* BEGIN *
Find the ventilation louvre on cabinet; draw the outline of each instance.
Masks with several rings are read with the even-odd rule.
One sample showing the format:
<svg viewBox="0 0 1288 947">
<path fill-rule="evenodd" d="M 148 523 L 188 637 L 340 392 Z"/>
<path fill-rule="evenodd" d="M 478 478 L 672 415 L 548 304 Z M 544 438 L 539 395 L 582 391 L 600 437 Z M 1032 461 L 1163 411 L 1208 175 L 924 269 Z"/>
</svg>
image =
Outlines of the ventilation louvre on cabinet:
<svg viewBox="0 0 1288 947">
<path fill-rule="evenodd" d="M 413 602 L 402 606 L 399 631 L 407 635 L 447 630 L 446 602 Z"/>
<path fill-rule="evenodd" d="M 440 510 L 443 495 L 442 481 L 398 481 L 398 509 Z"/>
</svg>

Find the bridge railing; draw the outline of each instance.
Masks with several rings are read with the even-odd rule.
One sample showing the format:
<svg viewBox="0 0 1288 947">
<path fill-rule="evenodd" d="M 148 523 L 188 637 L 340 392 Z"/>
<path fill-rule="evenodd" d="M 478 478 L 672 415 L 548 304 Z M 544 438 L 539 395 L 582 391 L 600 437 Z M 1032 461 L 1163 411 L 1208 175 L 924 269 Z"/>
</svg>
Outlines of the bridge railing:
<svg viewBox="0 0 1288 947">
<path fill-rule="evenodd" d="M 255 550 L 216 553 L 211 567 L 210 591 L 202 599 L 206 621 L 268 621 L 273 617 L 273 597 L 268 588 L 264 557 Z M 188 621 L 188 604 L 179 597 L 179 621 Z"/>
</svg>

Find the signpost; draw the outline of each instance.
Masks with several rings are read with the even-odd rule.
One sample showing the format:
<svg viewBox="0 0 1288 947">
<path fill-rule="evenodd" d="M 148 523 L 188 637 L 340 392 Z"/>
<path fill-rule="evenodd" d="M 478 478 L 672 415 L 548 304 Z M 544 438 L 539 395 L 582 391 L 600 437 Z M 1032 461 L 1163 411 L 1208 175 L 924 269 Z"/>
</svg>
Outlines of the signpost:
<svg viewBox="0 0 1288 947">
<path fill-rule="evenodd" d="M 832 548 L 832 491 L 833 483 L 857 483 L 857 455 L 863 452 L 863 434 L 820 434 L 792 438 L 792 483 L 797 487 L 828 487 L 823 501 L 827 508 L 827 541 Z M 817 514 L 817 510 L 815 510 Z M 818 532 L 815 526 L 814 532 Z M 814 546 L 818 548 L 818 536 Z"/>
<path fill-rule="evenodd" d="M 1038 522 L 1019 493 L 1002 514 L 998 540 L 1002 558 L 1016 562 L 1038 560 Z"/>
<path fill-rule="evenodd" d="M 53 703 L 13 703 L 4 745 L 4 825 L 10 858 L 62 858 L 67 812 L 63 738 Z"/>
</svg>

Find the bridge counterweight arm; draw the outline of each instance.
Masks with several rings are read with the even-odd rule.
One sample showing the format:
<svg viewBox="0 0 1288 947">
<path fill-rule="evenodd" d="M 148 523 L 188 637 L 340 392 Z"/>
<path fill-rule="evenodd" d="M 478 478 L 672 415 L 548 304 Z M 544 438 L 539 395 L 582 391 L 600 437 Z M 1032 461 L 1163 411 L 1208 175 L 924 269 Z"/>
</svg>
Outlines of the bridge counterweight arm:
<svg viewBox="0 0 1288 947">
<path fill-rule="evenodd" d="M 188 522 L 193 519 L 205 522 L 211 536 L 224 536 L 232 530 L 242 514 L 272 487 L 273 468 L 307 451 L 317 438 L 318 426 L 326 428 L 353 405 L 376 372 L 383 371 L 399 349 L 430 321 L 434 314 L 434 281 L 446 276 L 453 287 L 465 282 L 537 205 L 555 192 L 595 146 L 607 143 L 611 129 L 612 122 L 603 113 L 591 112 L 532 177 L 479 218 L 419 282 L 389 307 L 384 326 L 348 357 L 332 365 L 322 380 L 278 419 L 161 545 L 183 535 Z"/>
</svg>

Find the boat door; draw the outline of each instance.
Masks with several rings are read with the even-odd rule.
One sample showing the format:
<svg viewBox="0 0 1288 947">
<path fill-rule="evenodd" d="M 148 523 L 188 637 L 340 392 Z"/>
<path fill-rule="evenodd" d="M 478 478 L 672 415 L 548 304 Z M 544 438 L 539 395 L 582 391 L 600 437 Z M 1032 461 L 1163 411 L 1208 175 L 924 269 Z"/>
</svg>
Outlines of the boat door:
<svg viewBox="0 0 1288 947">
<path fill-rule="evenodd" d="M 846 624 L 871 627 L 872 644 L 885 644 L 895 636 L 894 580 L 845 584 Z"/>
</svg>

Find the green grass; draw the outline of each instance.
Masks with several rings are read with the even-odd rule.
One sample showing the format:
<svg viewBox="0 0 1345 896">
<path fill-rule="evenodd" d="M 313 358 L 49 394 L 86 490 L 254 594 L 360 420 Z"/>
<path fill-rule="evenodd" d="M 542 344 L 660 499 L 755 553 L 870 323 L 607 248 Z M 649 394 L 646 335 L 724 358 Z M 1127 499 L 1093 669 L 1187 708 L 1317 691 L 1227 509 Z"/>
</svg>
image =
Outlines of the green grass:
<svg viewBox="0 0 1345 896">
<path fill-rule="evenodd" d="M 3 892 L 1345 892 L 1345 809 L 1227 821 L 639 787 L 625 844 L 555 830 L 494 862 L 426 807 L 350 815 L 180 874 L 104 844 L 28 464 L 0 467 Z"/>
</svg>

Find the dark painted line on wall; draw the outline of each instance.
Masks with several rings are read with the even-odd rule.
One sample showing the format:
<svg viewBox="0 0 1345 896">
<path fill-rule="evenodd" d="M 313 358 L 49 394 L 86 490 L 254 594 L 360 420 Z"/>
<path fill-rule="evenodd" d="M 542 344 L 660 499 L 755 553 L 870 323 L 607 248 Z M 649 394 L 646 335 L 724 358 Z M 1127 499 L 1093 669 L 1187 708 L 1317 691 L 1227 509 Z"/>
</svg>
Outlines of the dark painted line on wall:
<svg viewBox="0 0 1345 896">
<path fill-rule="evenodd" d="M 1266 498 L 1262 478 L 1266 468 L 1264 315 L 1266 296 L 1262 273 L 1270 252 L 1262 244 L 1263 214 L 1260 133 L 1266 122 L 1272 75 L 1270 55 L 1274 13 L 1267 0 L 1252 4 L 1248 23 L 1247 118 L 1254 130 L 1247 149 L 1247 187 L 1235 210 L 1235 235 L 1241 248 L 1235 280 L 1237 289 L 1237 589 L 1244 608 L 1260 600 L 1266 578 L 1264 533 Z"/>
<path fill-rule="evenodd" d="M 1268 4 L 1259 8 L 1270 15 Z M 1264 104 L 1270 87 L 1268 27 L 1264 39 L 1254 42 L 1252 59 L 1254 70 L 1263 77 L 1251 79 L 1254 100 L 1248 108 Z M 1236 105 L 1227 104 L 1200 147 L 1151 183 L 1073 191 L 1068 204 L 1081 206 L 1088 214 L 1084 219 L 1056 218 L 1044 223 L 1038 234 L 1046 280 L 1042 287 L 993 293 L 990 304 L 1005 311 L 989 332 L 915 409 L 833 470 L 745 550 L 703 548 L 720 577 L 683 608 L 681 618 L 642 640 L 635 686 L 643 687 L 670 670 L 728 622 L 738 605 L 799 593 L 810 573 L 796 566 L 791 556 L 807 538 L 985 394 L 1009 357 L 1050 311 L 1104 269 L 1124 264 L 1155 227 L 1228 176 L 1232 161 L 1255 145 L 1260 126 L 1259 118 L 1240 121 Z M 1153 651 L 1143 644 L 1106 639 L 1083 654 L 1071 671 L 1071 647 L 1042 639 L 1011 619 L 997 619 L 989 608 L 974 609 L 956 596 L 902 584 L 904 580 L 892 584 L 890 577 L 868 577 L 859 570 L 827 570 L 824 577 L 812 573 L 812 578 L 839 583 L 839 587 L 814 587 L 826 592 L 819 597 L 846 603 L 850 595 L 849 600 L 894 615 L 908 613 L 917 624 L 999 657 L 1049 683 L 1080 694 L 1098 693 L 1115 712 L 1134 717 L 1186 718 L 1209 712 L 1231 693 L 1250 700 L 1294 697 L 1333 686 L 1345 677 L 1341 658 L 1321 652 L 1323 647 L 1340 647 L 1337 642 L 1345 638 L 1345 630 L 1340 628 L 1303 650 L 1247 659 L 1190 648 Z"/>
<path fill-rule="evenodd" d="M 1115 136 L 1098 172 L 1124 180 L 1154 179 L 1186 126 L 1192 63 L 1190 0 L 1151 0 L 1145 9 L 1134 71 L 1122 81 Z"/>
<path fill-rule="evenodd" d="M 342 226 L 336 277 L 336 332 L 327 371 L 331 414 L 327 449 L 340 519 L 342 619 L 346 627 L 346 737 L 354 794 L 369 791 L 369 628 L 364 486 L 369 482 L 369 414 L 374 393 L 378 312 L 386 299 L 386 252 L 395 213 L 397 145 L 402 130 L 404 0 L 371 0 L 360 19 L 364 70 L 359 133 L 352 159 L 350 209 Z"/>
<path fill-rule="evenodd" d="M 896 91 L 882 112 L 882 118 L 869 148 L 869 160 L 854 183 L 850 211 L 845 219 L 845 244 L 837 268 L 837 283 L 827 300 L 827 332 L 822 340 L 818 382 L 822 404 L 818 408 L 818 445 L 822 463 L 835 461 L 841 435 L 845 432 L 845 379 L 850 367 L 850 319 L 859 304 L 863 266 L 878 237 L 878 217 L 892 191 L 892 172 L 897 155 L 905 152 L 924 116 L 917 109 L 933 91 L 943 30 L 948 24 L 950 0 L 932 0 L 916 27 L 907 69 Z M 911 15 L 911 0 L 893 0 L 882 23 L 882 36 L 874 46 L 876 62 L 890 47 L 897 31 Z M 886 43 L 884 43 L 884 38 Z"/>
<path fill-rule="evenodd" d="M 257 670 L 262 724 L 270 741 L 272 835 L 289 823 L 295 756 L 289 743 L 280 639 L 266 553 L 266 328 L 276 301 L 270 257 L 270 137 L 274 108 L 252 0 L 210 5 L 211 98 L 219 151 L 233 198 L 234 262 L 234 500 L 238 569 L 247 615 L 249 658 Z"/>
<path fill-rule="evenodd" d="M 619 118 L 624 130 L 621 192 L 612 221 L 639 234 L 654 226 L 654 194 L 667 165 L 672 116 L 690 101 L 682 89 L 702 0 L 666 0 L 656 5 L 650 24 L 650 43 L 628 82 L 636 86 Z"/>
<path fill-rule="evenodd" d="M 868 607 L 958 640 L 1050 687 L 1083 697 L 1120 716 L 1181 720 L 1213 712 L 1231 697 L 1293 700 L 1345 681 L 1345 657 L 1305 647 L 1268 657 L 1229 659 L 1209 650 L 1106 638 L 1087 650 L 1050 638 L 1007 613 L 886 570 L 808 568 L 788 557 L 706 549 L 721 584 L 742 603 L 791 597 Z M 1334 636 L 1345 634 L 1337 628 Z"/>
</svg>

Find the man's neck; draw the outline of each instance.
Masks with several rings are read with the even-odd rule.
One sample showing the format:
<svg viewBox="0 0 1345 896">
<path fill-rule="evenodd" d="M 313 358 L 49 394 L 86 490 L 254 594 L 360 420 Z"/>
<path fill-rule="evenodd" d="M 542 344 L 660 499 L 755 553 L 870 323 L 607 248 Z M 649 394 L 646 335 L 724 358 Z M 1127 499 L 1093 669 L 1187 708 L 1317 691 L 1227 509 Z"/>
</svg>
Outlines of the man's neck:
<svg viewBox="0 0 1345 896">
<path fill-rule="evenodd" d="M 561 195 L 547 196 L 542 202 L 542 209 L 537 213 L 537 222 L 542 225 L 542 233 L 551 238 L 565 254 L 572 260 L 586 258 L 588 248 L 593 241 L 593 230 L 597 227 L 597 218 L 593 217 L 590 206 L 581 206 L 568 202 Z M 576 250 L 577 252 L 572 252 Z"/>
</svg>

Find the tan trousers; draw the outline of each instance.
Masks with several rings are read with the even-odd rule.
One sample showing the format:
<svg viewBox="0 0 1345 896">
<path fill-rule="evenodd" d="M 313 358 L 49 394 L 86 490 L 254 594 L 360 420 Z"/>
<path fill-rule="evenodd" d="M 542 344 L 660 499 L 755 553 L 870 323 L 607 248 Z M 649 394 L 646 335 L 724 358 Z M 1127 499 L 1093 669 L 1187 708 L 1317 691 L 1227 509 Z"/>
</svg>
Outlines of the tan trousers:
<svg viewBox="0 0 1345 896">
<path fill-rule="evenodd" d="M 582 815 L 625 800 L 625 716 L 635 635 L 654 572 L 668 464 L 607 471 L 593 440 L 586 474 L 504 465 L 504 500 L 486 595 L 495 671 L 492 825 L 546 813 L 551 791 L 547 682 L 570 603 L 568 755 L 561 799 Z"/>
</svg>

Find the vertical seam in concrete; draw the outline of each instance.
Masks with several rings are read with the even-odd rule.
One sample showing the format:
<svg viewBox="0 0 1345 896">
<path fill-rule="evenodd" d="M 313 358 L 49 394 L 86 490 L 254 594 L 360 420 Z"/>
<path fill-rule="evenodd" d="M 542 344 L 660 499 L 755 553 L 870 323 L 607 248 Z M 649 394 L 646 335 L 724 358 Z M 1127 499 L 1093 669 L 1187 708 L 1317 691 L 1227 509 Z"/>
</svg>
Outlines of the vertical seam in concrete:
* END *
WHAT THE TASK REQUIRES
Repeat precisely the lines of the data starting at the one containing "Find the man's", last line included.

THE COMPLETED TASK
Find the man's neck; draw the outline of each instance.
Masks with several rings are read with the even-odd rule.
One sample showing the format:
<svg viewBox="0 0 1345 896">
<path fill-rule="evenodd" d="M 313 358 L 49 394 L 86 490 L 254 594 L 360 420 Z"/>
<path fill-rule="evenodd" d="M 542 344 L 660 499 L 755 553 L 870 323 L 607 248 Z M 649 394 L 646 335 L 724 358 Z M 1127 499 L 1093 669 L 1187 708 L 1317 691 L 1227 509 Z"/>
</svg>
Outlines of the man's neck:
<svg viewBox="0 0 1345 896">
<path fill-rule="evenodd" d="M 561 195 L 547 196 L 542 202 L 542 209 L 537 213 L 537 222 L 542 225 L 542 233 L 551 238 L 565 254 L 572 260 L 586 258 L 588 248 L 593 241 L 593 230 L 597 227 L 597 218 L 593 217 L 590 206 L 581 206 L 568 202 Z M 576 250 L 577 252 L 572 252 Z"/>
</svg>

Find the tan trousers; draw the outline of each instance.
Masks with several rings are read with the even-odd rule.
One sample showing the format:
<svg viewBox="0 0 1345 896">
<path fill-rule="evenodd" d="M 313 358 L 49 394 L 86 490 L 254 594 L 360 420 Z"/>
<path fill-rule="evenodd" d="M 542 344 L 660 499 L 755 553 L 870 323 L 607 248 Z M 649 394 L 646 335 L 724 358 Z M 1127 499 L 1093 669 L 1187 708 L 1317 691 L 1227 509 Z"/>
</svg>
Outlines of the tan trousers:
<svg viewBox="0 0 1345 896">
<path fill-rule="evenodd" d="M 582 815 L 625 800 L 625 716 L 635 635 L 654 572 L 668 464 L 607 471 L 593 440 L 586 474 L 504 465 L 504 500 L 486 595 L 495 671 L 492 825 L 546 813 L 551 791 L 547 682 L 570 603 L 568 755 L 561 799 Z"/>
</svg>

Find the vertical seam in concrete; draw the outline of each instance.
Masks with several rings are read with the even-odd rule.
One sample showing the format:
<svg viewBox="0 0 1345 896">
<path fill-rule="evenodd" d="M 313 358 L 49 394 L 86 490 L 254 594 L 360 420 Z"/>
<path fill-rule="evenodd" d="M 542 344 L 660 499 L 755 553 L 870 323 L 607 248 Z M 649 394 L 646 335 L 724 358 Z M 1127 499 L 1093 669 L 1187 708 L 1317 691 L 1227 509 Z"/>
</svg>
Outlines of the vertical seam in concrete:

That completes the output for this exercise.